**Requirement**
Convert every line of the items below into a numbered list, skipping blank lines and leaving out the pictures.
━━ Given entries
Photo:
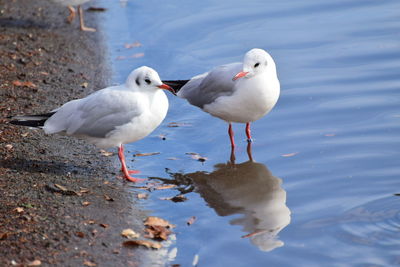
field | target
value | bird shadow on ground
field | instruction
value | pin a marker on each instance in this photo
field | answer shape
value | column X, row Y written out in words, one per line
━━━━
**Written solution**
1. Photo:
2. field | target
3. value | bird shadow on ground
4. field | instruction
5. value | pin a marker on each instance in this photo
6. field | answer shape
7. value | column X, row Y written out in words, one per line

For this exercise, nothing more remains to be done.